◆ Requirement ◆
Transcribe the listing exactly, leaving out every picture.

◆ Supplied records ◆

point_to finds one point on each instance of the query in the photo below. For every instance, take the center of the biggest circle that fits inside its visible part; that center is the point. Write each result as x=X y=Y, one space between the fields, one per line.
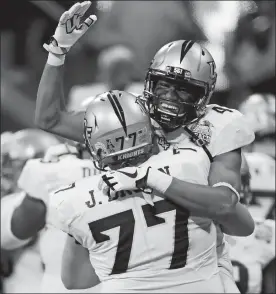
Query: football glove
x=128 y=178
x=70 y=28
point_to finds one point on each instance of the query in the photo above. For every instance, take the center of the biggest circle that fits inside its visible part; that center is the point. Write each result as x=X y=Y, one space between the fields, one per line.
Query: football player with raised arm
x=179 y=85
x=135 y=239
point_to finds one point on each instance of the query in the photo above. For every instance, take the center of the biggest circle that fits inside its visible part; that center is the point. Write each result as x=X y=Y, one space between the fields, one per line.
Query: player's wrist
x=158 y=180
x=55 y=60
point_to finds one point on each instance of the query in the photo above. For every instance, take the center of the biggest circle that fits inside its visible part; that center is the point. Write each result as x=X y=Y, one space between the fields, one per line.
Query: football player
x=131 y=243
x=20 y=147
x=179 y=85
x=60 y=165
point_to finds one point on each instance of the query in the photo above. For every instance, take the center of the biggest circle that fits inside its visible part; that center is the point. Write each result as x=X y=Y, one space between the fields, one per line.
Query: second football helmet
x=191 y=69
x=117 y=129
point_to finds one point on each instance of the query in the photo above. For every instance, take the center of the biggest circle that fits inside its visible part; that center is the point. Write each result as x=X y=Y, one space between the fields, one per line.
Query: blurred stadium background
x=239 y=34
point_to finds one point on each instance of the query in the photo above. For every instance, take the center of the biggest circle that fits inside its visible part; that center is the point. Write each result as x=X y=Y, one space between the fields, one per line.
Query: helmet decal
x=186 y=46
x=117 y=109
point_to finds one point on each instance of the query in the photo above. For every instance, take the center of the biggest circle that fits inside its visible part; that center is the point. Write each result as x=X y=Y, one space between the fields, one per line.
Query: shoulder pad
x=230 y=129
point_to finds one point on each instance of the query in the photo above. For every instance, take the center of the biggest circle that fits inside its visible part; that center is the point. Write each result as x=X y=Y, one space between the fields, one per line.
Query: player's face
x=10 y=172
x=175 y=92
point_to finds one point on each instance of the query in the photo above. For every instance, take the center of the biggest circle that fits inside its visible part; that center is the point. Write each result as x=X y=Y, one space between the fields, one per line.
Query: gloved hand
x=128 y=178
x=70 y=28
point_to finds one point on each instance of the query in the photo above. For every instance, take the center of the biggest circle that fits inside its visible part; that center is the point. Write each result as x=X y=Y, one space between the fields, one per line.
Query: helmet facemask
x=171 y=113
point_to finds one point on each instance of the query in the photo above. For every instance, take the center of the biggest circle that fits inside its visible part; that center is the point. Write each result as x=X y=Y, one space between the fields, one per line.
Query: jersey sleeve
x=60 y=210
x=265 y=238
x=8 y=206
x=234 y=133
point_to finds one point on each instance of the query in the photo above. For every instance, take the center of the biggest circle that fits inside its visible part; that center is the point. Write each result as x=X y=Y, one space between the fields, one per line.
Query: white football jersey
x=134 y=246
x=49 y=176
x=251 y=254
x=224 y=128
x=27 y=270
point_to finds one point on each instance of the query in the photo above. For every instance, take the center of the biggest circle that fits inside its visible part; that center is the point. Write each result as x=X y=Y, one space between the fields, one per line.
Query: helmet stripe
x=117 y=109
x=186 y=46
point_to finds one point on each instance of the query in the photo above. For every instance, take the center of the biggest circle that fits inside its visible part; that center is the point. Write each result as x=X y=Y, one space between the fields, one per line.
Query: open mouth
x=169 y=109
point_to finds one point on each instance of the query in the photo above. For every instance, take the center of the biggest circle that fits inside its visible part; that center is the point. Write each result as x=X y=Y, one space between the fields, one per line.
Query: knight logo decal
x=213 y=69
x=100 y=145
x=203 y=132
x=88 y=130
x=163 y=142
x=110 y=146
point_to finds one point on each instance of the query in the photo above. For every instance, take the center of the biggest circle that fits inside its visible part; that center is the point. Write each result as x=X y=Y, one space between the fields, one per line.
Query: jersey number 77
x=125 y=220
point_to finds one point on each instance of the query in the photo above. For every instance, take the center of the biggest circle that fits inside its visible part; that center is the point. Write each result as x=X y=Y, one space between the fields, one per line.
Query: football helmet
x=23 y=145
x=117 y=129
x=191 y=70
x=245 y=194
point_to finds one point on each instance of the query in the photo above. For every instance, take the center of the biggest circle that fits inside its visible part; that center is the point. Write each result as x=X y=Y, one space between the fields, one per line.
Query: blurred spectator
x=116 y=71
x=251 y=53
x=144 y=26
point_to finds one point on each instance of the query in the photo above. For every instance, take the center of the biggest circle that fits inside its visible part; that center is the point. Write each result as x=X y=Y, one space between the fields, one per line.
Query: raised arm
x=51 y=114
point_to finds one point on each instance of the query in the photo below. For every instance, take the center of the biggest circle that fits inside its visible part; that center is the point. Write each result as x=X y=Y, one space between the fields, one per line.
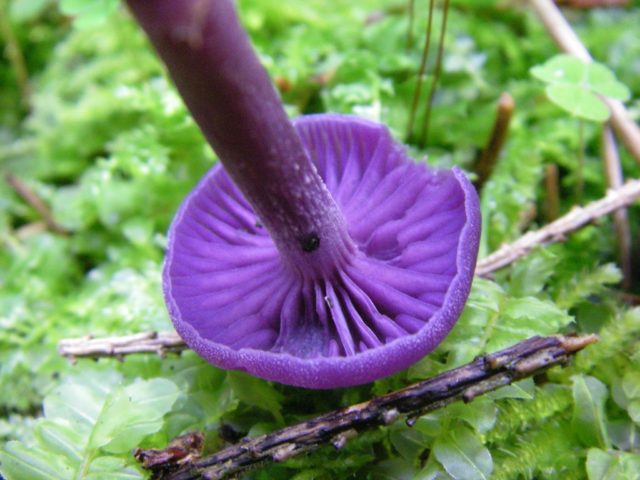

◆ Response to this task ◆
point_to finds one point on each instance of the query in the photo below. For every instance, take the center of the biggest circle that fits inside its visible part; that center is the point. Write each result as x=X y=Y, one space between the fields, one per line.
Query: football glove
x=128 y=178
x=70 y=28
point_to finds one point on each instance of the query in the photo above. For every instance, take the center of the biggest circle that fits inside its visible part; that center is the point. Write each result as x=X y=Y, one space between the fields, one per line.
Query: football player with raised arm
x=179 y=85
x=135 y=239
point_to finds one point on each instance of the query in the photo above. For every instance, take the center of the biggest circle that fits inside its visible part; that center is the point. Write each result as x=X y=Y, one space between the fields, one per line.
Query: player's wrist
x=158 y=180
x=55 y=60
point_to finds one point on each instance of the query in the photo above. For every instance, take the center of the biggest circle that fits inside its visible part; that center is the point. Write each result as x=X y=Y, one space between the fields, one per line.
Query: football player
x=131 y=243
x=20 y=147
x=179 y=85
x=60 y=165
point_to finds one point on each instance of the query in the photo above. For every instance, take the center of the biggest circle that fits inside its visible part; that center is the point. Write each result as x=X y=Y, one space between the fields, one per line.
Query: second football helmet
x=191 y=69
x=117 y=129
point_to finds one point on each instance of the query in the photo above. For every instance, take the center of the biggest circle that fits inside its visible part; that center is the point. Write each result as x=X y=Y, one space between the fields, one per line.
Query: blurred stadium background
x=239 y=34
point_to finds one point on each instance of the query in the photo above. For every instance, take the center of the biggest circle that fits inside its visible part; that center is the point. Write each result as x=X y=Y, one space between the fields, one per line.
Query: helmet decal
x=186 y=46
x=117 y=109
point_to finds one point on each instance of the query in the photo above. For every instance, take the center of the biggest circle that fits inside its visible part; that center is the point. Write each result as x=X y=Y, one space between the fields, one per line.
Query: shoulder pad
x=230 y=129
point_to finds one point on each instance of the query in the photo above. For every instance, take the center of the biggest circle that fits inside its visible part; that center is the point. Write each result as x=X y=Y, one space between the fields, one per line.
Query: player's face
x=10 y=172
x=175 y=92
point_to finds one point on each instance of the query in the photo above. For every instance, take the center of the biggest circle that fits inside its visible part; that center is the point. Write each result as x=X y=Y, one space between the fields, one per line.
Query: gloved hand
x=128 y=178
x=70 y=28
point_to finds one point on each instance of the query in the photo above. For every instance, take the center of the biggest circle that fits inside its visible part; that center is the point. Write each result as x=X y=Y, one space between the fields, one per line.
Query: helmet facemask
x=171 y=113
point_to finds one point on each instance of the query in the photo above. For every instance, take the center of the biggest circle that fits inside its visible part; that center is the point. Write each result as x=X y=Y, one space between the fields, one per line.
Query: jersey sleeve
x=60 y=210
x=265 y=238
x=8 y=206
x=234 y=133
point_to finds one point on each instance of the query in the photo above. For every instance, take the center of the biggest circle that fits inside its visible part; that center is the point. Write each result as x=X y=Y, one space between the fields, one per line.
Query: white football jersey
x=134 y=246
x=49 y=176
x=251 y=254
x=224 y=128
x=27 y=270
point_to finds one point on each instance of the query in the photo above. For every instance, take the center of the biggest circle that fits inside its visible part; that center is the point. Write each result as x=X y=Y, one space between the fields, one per line.
Query: helmet stripe
x=117 y=109
x=186 y=46
point_to finds one point on each instance of the query in the photo above. For every instance, take the center of the biggest circle that fits inside its visible part; that center is the point. Write each result as x=X y=Y, one space between the fields, one per line.
Query: open mouth
x=169 y=109
point_to finds one point on each instance of the query in the photo above. For every instance, take the center of the biggest circle that fits inside its visible part; that center is the point. Write each result as x=X y=Y, one space between the fields, one per line.
Query: knight logo decal
x=213 y=69
x=100 y=145
x=203 y=132
x=88 y=130
x=163 y=142
x=110 y=146
point_to finds one point on each instance of the query in the photo above. For every instance, take the center of the biggest circle that fits inside its visible part; that center is the point. Write each result as x=X y=Y, one space between the fields, one per line.
Query: jersey number 77
x=125 y=220
point_to finds one point on each instance of the query in the photo above. For every instance, take the center of the biggest circle that fits inside its visible part; that center is the point. Write each result as x=X y=Y, one space between the fields, one per line.
Query: football helmet
x=23 y=145
x=117 y=129
x=191 y=70
x=245 y=194
point_to finds one point on each instance of the query in the photo above. For every instance, take the center of the biggest circle that fits inside its visible part; that center is the point. Write each result as x=X y=Y, one space between the fields, one per line.
Query: blurred spectator
x=116 y=71
x=251 y=53
x=144 y=26
point_to finds one point on each instance of the query in the photo above. For every instance, take the center of the biggest circle that fits inside its visible part; that center is the point. Write each result as x=X y=Y, one space between the fields, one per line.
Query: raised arm
x=51 y=114
point_to finds one point on each instance of the query in the photo below. For every instance, take the center of the biggest circle that fits inside its visible part; that center is the point. Write each result as x=X y=Y, one space between the fields, one per line.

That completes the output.